__PROBLEM DETAILS__
Give back exactly the first lines of the entries below, through the line with "Need: a dot for each instance, one per instance, like (502,128).".

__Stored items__
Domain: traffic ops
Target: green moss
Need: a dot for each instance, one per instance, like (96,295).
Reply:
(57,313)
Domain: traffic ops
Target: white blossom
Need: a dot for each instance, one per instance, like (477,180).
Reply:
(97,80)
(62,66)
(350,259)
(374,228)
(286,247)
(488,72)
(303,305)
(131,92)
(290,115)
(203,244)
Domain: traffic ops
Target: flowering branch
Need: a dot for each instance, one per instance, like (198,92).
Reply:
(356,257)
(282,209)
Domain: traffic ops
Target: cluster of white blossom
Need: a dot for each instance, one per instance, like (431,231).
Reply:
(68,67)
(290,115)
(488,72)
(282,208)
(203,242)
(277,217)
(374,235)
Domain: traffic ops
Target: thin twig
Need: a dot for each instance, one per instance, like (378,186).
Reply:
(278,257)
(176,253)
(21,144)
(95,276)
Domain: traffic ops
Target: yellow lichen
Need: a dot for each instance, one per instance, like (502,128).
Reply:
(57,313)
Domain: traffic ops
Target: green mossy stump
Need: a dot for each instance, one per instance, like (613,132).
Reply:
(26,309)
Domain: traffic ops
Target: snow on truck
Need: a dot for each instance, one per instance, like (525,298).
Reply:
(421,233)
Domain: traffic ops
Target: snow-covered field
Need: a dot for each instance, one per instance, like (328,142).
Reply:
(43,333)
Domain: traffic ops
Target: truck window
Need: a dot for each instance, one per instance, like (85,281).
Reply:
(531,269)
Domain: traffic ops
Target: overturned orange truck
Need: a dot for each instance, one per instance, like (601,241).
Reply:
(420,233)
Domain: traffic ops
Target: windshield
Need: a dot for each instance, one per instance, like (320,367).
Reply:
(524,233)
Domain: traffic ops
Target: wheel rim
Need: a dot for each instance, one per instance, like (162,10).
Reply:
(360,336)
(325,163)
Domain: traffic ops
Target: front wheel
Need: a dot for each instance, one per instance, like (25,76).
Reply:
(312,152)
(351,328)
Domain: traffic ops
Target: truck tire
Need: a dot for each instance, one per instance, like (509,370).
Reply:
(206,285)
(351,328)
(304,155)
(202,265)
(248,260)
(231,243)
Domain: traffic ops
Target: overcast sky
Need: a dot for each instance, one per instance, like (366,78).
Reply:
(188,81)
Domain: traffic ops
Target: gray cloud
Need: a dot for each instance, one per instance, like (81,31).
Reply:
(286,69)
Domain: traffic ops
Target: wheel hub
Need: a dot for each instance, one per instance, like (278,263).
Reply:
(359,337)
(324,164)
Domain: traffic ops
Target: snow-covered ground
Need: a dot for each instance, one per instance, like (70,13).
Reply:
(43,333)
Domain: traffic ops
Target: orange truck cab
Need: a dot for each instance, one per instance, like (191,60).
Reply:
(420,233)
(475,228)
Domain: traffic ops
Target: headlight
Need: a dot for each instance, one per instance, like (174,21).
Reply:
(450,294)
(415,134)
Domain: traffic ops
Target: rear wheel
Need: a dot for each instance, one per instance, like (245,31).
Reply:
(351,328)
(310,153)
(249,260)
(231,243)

__COMPLETED TASK__
Domain: traffic ops
Target: green moss
Need: a dot for each instance, one per instance, like (96,295).
Reply:
(57,313)
Domain: traffic ops
Target: white blossom
Need: a dot for each instance, one per instance, like (477,180).
Reply:
(97,80)
(62,66)
(350,259)
(374,228)
(286,247)
(488,72)
(303,305)
(131,92)
(290,115)
(203,244)
Domain: traffic ops
Target: flowering branch
Need: a dot for each instance, one per instance, like (198,92).
Reply:
(356,257)
(282,209)
Domain: traffic ops
Target: cluster of white blossom
Need: a dot for each instance, one per instance, like (431,231).
Reply:
(68,67)
(290,115)
(488,72)
(282,208)
(203,242)
(277,217)
(374,235)
Domain: traffic ops
Target: thin twig
Need: a dot for each instance, one per instance, like (378,186).
Reply:
(278,257)
(176,253)
(21,144)
(95,276)
Domain: traffic ops
Target: yellow lichen
Need: a dot for each instance, one per instance, like (502,128).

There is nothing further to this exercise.